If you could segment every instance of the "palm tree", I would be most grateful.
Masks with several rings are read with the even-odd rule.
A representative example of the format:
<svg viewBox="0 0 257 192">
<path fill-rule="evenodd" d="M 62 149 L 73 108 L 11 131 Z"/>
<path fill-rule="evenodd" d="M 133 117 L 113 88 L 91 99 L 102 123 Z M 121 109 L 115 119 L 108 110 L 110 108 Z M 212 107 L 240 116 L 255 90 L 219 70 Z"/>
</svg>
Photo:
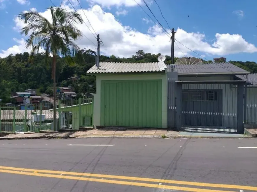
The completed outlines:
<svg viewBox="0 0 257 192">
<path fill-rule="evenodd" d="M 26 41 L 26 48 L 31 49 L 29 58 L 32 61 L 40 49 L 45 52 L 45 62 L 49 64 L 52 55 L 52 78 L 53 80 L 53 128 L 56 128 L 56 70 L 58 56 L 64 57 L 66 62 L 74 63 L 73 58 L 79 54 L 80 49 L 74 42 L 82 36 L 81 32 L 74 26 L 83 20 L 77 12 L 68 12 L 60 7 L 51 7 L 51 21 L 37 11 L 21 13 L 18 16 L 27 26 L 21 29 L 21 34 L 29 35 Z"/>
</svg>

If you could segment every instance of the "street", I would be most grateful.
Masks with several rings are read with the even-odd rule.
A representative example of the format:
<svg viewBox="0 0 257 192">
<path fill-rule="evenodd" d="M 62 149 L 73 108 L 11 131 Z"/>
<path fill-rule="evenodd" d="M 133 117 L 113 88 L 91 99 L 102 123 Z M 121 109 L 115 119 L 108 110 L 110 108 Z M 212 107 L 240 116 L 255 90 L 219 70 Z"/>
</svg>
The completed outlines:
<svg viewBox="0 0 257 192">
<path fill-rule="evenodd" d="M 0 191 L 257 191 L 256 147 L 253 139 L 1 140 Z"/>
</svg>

────────────────

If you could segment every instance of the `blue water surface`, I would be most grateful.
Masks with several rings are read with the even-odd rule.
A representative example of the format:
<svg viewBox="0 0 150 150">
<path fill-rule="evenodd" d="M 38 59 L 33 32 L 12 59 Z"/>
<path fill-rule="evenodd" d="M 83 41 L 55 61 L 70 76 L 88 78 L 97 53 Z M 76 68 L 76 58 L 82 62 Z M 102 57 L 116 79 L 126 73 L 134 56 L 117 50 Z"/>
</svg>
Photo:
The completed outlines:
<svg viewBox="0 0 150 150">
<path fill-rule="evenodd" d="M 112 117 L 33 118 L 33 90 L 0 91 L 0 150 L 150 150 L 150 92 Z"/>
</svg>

────────────────

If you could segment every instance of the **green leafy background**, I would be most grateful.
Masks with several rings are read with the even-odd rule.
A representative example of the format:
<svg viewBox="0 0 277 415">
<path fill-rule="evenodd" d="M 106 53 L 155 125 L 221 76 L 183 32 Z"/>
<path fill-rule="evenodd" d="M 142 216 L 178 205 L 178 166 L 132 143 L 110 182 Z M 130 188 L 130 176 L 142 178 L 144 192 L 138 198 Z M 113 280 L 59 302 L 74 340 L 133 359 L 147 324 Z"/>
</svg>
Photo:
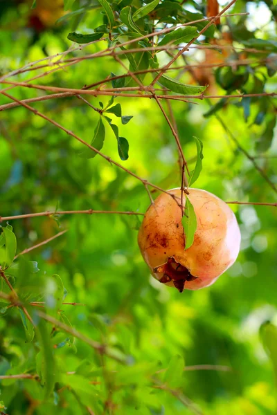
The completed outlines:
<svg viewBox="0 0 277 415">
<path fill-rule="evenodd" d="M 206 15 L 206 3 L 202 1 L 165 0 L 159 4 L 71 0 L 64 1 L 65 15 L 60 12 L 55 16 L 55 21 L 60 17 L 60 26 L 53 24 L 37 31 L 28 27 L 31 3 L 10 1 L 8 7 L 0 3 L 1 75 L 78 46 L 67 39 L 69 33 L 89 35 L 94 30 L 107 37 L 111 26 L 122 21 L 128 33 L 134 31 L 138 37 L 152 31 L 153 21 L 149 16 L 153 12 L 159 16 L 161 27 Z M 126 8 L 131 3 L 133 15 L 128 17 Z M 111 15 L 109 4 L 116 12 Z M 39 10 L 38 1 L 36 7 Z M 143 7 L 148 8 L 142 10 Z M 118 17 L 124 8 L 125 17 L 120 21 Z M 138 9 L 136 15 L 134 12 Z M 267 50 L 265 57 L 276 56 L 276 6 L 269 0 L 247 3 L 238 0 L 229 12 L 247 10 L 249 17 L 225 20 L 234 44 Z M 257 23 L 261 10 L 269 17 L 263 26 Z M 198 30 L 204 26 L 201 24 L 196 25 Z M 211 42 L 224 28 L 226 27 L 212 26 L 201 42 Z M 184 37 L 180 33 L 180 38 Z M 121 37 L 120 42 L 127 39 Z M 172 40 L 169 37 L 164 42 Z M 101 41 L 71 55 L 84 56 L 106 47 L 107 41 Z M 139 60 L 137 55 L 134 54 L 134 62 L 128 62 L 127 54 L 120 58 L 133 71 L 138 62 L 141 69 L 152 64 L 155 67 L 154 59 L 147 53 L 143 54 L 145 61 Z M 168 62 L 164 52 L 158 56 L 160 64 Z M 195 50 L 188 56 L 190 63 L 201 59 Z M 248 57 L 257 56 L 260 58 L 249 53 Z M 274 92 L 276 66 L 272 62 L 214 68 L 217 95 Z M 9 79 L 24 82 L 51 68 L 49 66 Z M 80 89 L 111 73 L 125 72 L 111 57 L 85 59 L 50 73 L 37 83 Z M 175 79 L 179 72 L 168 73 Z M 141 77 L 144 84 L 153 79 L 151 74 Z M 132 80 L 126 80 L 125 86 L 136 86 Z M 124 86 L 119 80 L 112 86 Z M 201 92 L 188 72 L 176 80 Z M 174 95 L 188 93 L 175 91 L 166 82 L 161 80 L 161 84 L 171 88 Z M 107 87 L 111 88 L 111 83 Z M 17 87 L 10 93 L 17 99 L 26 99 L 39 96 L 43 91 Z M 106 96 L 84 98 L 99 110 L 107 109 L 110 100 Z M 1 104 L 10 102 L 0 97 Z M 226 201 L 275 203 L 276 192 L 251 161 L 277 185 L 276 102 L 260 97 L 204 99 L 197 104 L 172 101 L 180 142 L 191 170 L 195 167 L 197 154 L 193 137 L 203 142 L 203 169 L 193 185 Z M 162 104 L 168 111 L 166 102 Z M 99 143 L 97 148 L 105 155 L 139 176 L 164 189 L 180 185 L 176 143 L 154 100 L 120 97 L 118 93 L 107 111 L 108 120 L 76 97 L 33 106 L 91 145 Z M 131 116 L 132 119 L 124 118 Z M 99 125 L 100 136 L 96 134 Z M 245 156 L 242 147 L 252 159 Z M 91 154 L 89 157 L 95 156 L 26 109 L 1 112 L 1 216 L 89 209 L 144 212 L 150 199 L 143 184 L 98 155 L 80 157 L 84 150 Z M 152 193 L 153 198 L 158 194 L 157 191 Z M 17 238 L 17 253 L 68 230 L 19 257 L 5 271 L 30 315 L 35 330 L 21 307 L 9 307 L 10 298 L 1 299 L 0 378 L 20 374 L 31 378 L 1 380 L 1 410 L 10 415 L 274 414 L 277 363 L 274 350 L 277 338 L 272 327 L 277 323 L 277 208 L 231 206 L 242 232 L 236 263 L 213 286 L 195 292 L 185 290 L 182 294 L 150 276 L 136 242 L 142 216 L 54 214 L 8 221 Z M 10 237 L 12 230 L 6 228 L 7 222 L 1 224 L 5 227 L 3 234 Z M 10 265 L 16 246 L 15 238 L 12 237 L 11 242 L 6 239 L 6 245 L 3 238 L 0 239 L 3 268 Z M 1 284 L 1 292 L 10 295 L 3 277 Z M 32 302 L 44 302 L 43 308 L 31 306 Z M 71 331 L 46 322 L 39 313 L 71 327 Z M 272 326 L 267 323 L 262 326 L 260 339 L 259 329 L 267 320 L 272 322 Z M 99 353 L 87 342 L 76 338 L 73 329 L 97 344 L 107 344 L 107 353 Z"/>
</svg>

────────────────

[Exercise task]:
How many lines in the material above contain the word "could"? Reply with the number only.

[Result of the task]:
4